### Supplied records

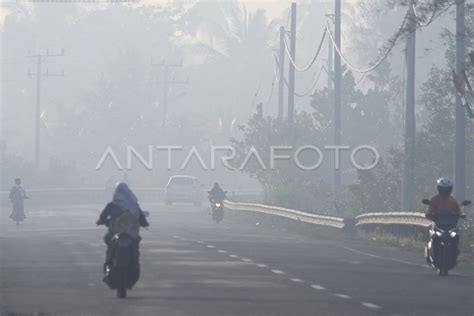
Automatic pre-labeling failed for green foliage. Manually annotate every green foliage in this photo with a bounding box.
[232,107,330,212]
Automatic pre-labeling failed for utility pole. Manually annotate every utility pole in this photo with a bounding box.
[327,20,334,94]
[333,0,342,201]
[152,62,189,130]
[28,49,64,169]
[288,2,296,123]
[402,0,416,211]
[278,26,285,121]
[454,0,466,201]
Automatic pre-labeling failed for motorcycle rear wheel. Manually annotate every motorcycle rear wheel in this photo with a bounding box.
[117,287,127,298]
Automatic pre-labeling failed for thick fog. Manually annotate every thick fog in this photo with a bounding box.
[0,1,472,215]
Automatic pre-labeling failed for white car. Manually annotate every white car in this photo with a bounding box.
[165,175,202,206]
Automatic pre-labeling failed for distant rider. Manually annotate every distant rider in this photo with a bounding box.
[96,182,150,268]
[9,178,28,224]
[209,182,225,203]
[426,178,461,216]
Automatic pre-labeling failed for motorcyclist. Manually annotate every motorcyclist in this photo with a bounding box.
[9,178,28,225]
[96,182,150,269]
[426,178,461,216]
[426,178,461,263]
[209,182,225,203]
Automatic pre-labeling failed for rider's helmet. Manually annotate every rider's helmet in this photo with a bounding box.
[436,178,454,195]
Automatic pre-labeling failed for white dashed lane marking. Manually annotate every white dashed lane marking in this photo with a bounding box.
[362,302,382,309]
[271,270,285,275]
[290,278,304,283]
[187,236,384,309]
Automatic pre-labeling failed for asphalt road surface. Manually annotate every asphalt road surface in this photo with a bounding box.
[0,205,474,316]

### Stated problem
Rewrite every record with "bounding box" swapped for "rectangle" and nothing else changed. Leave the pictures out.

### Answer for the task
Automatic pre-labeling failed for green foliage. Manually annotate every green foliage in this photo with a rectangle.
[232,107,330,212]
Automatic pre-labeling failed for utility pole. Manually annotate every utility pole in this photo with a rectangle.
[327,20,334,94]
[333,0,342,201]
[152,62,189,130]
[28,49,64,169]
[288,2,296,123]
[402,0,416,211]
[278,26,285,121]
[454,0,466,201]
Automatic pre-labeling failed for motorcycle rear wheel. Manually annotate every motorcycle rear wheel in this photo with a rectangle.
[117,287,127,298]
Automatic pre-labeling failed for thick fog. Manually annotate every thick fog in this photo with a rectangle.
[0,1,472,215]
Automatic pre-labeling failed for white car. Manually annotate every white car in this photo with a rectangle.
[165,175,202,206]
Automatic pre-labeling failed for distant rider. Manually annotate every distant rider in this photo with a rectangle.
[96,182,150,268]
[9,178,28,224]
[209,182,225,203]
[426,178,461,216]
Automatic pre-labeling failed for motorcyclist. Manually annotate every motorcyclist in this photo with a rectangle.
[9,178,28,225]
[96,182,150,269]
[426,178,461,216]
[426,178,461,263]
[209,182,225,203]
Automatic pre-labeling failed for rider's helmet. Manually annotate every rider's helmet in this photo with a rectangle.
[436,178,454,195]
Automatic pre-labeling failed for white dashed lane marking. Manually annotate every white dashed lane marking in this photo with a rectangle.
[362,302,382,309]
[271,270,285,275]
[290,278,304,283]
[187,236,384,309]
Automatic pre-labeling failed for asphalt road surface. Manually annotate every asphalt road surface in this photo with a rectangle.
[0,205,474,316]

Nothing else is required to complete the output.